> **PARTS OF THE EXERCISE**:
a: Retype the stretch of the tensor CDF thread that opens with the words containing "amin_sabet · December" and closes with "code in python.".
b: Extend the tensor CDF thread onward from its last line shown.

Cumulative distribution function of a Tensor-CDF

amin_sabet · December 20, 2019, 11:31am

How can I get the cumulative density function of Tensor X which is evaluated at value V?

Here is the equivalent code in python.

ecdf = statsmodels.distributions.empirical_distribution.ECDF(X)
Val= ecdf(V)

edmondj · September 28, 2023, 11:57am

…Too bad, it is very useful for normalizing data.

NikolasMorshuis · October 2, 2023, 11:39am

I translated the ECDF function from statsmodels to PyTorch, hope it helps:

class ECDF(torch.nn.Module):
    def __init__(self, x, side='right'):
        super(ECDF, self).__init__()

        if side.lower() not in ['right', 'left']:
            msg = "side can take the values 'right' or 'left'"
            raise ValueError(msg)
        self.side = side

        if len(x.shape) != 1:
            msg = 'x must be 1-dimensional'
            raise ValueError(msg)

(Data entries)
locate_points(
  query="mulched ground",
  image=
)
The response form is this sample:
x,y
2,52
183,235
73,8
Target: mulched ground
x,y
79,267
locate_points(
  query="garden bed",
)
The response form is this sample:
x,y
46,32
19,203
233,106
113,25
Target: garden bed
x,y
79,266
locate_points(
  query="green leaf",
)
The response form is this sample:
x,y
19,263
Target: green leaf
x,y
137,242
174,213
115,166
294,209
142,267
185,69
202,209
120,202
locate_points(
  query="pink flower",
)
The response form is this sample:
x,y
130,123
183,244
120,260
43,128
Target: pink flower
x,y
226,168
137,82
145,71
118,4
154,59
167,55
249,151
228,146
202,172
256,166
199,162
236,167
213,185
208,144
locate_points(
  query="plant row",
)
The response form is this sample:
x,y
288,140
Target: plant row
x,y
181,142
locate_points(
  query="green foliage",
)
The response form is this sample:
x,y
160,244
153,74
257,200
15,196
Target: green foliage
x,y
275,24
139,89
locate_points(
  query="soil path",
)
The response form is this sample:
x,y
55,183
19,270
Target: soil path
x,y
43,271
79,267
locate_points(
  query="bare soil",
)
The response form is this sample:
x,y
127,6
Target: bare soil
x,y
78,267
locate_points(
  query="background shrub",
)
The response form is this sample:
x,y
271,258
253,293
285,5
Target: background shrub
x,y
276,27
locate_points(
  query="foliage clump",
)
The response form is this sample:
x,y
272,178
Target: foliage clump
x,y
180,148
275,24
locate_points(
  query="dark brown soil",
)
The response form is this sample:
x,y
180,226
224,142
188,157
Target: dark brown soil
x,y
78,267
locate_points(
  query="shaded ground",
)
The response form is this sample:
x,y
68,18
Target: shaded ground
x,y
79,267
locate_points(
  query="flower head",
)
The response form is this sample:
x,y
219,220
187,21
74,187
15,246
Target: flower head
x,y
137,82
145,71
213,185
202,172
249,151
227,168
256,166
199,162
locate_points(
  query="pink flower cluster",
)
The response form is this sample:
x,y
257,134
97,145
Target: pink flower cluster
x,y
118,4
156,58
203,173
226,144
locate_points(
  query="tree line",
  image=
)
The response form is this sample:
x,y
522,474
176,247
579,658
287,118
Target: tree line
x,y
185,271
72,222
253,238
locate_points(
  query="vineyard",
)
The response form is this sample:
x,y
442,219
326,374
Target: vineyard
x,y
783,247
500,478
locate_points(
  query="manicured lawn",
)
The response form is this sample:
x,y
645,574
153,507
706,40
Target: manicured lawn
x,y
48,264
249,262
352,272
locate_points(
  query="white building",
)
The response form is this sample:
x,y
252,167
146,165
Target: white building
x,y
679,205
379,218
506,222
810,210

> **RESPONSES PER TASK**:
a:
amin_sabet · December 20, 2019, 11:31am

How can I get the cumulative density function of Tensor X which is evaluated at value V?

Here is the equivalent code in python.

b:
        x = x.sort()[0]
        nobs = len(x)
        y = torch.linspace(1./nobs, 1, nobs, device=x.device)

        self.x = torch.cat((torch.tensor([-torch.inf], device=x.device), x))
        self.y = torch.cat((torch.tensor([0], device=y.device), y))
        self.n = self.x.shape[0]

    def forward(self, time):
        tind = torch.searchsorted(self.x, time, side=self.side) - 1
        return self.y[tind]

Now you can use the ECDF function in PyTorch in the same way as the one in statsmodels:

x1 = torch.randn(1000)
x2 = torch.randn(1000)
ecdf_fn = ECDF(x1)
y = ecdf_fn(x2)